Start of Block

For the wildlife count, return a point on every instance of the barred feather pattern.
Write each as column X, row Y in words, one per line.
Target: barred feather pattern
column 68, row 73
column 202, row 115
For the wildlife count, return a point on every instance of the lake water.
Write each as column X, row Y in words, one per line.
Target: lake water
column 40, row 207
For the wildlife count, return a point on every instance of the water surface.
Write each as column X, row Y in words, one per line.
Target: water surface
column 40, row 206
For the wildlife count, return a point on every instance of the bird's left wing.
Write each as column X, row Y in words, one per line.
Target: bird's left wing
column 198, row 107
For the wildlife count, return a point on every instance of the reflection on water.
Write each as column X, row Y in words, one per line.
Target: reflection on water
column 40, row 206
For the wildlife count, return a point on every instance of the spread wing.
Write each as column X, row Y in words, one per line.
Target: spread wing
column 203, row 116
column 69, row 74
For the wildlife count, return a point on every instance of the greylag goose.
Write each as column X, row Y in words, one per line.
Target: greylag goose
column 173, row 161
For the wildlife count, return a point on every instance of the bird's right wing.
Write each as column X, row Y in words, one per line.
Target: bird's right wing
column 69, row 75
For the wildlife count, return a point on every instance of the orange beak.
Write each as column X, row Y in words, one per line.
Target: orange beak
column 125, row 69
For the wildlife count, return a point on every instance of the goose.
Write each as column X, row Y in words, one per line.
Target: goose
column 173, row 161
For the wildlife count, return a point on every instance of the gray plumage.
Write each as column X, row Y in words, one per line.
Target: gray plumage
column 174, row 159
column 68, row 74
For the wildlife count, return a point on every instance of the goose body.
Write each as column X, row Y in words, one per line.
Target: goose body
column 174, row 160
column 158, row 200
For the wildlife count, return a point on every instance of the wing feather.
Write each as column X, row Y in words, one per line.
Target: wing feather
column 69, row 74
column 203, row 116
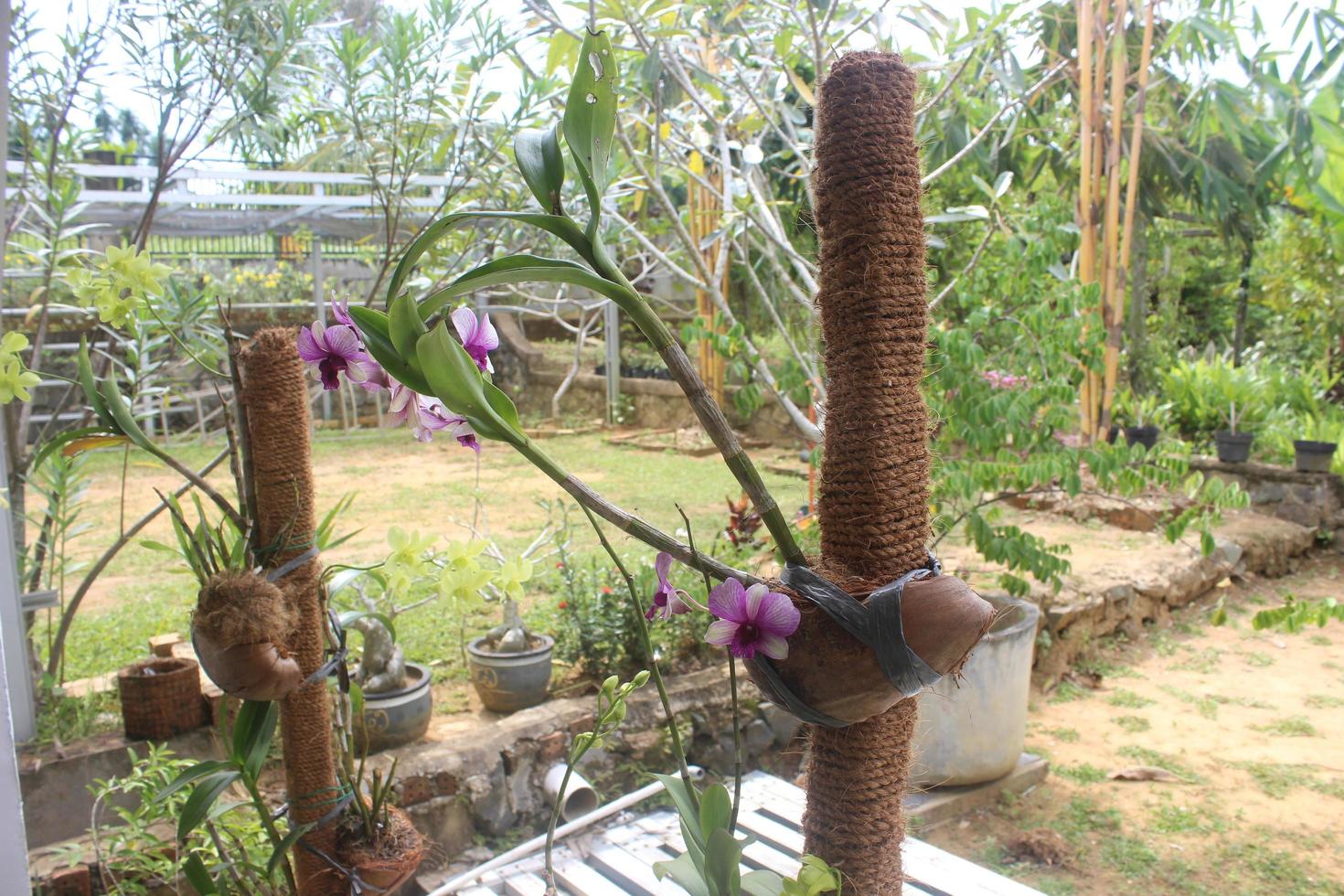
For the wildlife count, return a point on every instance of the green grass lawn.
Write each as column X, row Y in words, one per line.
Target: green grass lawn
column 397, row 481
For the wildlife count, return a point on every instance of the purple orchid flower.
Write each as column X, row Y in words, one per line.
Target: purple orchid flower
column 479, row 337
column 752, row 620
column 340, row 311
column 331, row 351
column 667, row 600
column 428, row 415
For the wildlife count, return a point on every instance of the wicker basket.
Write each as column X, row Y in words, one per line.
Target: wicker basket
column 160, row 698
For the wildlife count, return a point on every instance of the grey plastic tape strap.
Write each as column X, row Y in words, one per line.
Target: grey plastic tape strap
column 877, row 624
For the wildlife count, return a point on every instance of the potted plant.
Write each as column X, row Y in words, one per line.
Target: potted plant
column 509, row 666
column 1232, row 446
column 1146, row 429
column 397, row 699
column 1317, row 453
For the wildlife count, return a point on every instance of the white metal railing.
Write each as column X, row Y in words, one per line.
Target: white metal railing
column 208, row 186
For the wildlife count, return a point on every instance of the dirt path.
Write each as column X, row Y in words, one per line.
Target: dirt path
column 1249, row 721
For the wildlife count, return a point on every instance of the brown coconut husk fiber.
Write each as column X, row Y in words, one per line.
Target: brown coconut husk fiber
column 874, row 491
column 276, row 400
column 243, row 607
column 240, row 633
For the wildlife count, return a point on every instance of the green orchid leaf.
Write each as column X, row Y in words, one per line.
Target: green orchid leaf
column 375, row 329
column 405, row 328
column 66, row 438
column 715, row 810
column 557, row 225
column 257, row 746
column 202, row 798
column 591, row 119
column 526, row 269
column 538, row 155
column 722, row 855
column 194, row 869
column 283, row 848
column 83, row 368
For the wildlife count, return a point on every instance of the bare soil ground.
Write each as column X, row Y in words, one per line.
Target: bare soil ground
column 1250, row 726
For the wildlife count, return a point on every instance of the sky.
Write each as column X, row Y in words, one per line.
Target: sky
column 120, row 88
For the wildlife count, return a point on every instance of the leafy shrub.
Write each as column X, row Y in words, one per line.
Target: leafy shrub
column 597, row 630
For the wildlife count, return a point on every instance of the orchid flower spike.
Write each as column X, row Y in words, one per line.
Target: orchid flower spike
column 752, row 620
column 479, row 336
column 668, row 601
column 331, row 351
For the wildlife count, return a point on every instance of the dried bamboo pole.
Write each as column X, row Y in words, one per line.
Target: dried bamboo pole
column 1110, row 304
column 1136, row 149
column 1086, row 219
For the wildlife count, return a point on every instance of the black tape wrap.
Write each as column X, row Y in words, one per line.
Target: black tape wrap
column 875, row 623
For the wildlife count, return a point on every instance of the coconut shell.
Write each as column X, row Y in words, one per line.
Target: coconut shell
column 248, row 670
column 837, row 675
column 391, row 864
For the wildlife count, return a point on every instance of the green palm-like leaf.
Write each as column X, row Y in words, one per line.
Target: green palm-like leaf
column 538, row 155
column 525, row 269
column 591, row 119
column 558, row 225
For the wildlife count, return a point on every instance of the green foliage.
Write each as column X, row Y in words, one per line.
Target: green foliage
column 200, row 787
column 597, row 630
column 1296, row 614
column 136, row 852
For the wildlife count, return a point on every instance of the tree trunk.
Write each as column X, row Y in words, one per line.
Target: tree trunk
column 1138, row 308
column 276, row 400
column 874, row 495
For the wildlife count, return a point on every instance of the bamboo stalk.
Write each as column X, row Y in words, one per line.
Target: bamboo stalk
column 1110, row 304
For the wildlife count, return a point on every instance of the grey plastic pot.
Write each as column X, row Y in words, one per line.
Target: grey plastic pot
column 511, row 681
column 1313, row 457
column 972, row 729
column 1232, row 448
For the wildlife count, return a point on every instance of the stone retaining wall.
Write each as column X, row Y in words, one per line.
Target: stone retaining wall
column 486, row 781
column 1313, row 500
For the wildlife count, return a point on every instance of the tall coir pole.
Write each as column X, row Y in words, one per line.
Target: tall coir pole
column 874, row 491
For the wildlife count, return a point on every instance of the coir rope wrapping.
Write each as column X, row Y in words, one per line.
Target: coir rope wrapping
column 276, row 397
column 874, row 491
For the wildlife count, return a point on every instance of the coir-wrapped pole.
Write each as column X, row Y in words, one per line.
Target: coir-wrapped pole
column 276, row 398
column 874, row 493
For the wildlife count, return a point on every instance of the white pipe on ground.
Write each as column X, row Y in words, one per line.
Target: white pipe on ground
column 580, row 797
column 526, row 849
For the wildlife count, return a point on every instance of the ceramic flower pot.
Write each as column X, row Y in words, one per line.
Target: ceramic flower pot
column 397, row 718
column 1313, row 457
column 511, row 681
column 1146, row 435
column 1232, row 448
column 248, row 670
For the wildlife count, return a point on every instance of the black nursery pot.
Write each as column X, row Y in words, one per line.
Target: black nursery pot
column 397, row 718
column 1232, row 448
column 1146, row 435
column 1313, row 457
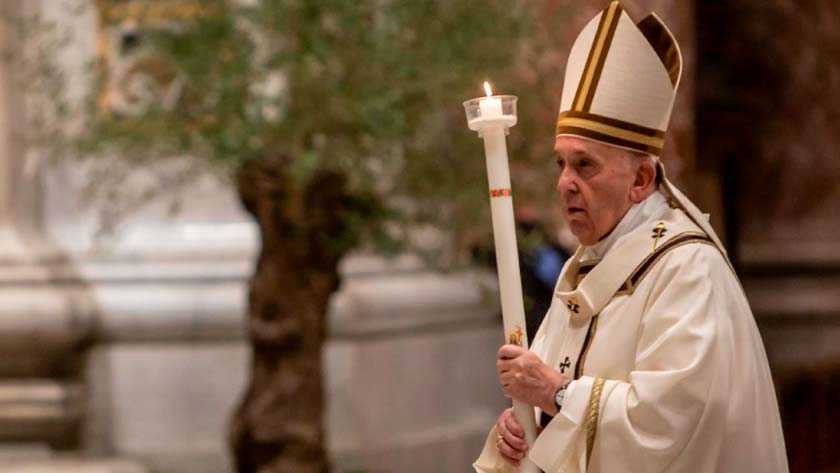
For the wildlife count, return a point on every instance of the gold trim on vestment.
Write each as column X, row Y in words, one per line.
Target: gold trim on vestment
column 592, row 414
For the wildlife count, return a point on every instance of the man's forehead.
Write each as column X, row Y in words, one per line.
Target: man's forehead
column 565, row 146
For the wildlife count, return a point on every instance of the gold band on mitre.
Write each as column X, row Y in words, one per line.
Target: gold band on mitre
column 621, row 82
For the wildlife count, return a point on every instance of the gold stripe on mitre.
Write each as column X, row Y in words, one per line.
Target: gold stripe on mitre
column 597, row 56
column 623, row 77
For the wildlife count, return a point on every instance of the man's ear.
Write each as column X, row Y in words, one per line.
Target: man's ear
column 643, row 183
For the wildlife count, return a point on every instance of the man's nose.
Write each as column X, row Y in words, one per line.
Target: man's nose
column 566, row 181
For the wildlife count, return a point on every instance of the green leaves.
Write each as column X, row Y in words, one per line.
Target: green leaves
column 370, row 89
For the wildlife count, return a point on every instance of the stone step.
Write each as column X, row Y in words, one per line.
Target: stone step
column 69, row 465
column 40, row 411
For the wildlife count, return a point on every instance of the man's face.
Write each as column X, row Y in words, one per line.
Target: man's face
column 594, row 184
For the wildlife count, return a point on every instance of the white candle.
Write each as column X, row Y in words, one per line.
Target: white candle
column 492, row 127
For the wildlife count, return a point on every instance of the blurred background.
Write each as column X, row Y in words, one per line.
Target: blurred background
column 195, row 193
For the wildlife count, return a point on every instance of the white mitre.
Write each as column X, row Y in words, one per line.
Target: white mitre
column 620, row 86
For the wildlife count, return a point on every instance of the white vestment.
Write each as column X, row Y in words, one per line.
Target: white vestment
column 670, row 371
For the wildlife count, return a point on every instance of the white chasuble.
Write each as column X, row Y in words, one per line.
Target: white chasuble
column 670, row 371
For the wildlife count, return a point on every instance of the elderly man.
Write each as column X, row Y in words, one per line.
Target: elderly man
column 649, row 359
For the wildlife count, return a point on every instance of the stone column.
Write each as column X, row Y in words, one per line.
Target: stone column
column 40, row 326
column 769, row 109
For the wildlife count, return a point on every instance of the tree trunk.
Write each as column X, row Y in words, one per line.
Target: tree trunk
column 277, row 428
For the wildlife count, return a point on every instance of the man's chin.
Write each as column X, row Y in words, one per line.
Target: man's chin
column 583, row 233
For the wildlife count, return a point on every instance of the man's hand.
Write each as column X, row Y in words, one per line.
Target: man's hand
column 511, row 439
column 525, row 378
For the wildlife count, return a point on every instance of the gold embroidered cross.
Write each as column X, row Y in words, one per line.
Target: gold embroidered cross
column 566, row 363
column 658, row 232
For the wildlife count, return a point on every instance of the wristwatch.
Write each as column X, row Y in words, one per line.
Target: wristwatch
column 559, row 396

End of Block

> _WHAT TO DO_
Restate exactly the records above from their first line through the line that holds "the gray plumage.", please, including both and leaving out all others.

> _EXERCISE OUTPUT_
For the wildlife count, return a point on every instance of the barred feather pattern.
Write each as column X, row Y in words, one per line.
Target: barred feather pattern
column 68, row 73
column 202, row 115
For the wildlife count, return a point on every instance of the lake water.
Write each as column X, row Y in words, one per line.
Target: lake water
column 40, row 207
For the wildlife count, return a point on every instance of the water surface.
Write each as column X, row Y in words, one per line.
Target: water surface
column 40, row 206
For the wildlife count, return a point on every instance of the bird's left wing.
Write each as column X, row Y in words, one per line.
Target: bird's left wing
column 198, row 107
For the wildlife count, return a point on every instance of the reflection on water.
Write each as column X, row Y in words, one per line.
Target: reflection on water
column 40, row 206
For the wildlife count, return a point on every instance of the spread wing.
Write each as column X, row Y in words, one per line.
Target: spread wing
column 203, row 116
column 69, row 74
For the wildlife count, return a point on every instance of the greylag goose.
Write each as column X, row Y in words, one per line.
Target: greylag goose
column 173, row 161
For the wildlife count, return a point on every instance of the bird's right wing.
Write each as column X, row Y in words, one per line.
Target: bird's right wing
column 69, row 75
For the wildlife count, return a point on every instance of the orange beak.
Write each as column X, row Y in words, one per line.
Target: orange beak
column 125, row 69
For the wildlife count, return a point on every instance of the goose.
Write each as column X, row Y in words, one per line.
Target: goose
column 173, row 161
For the wildlife count, return a point on every instance of the gray plumage.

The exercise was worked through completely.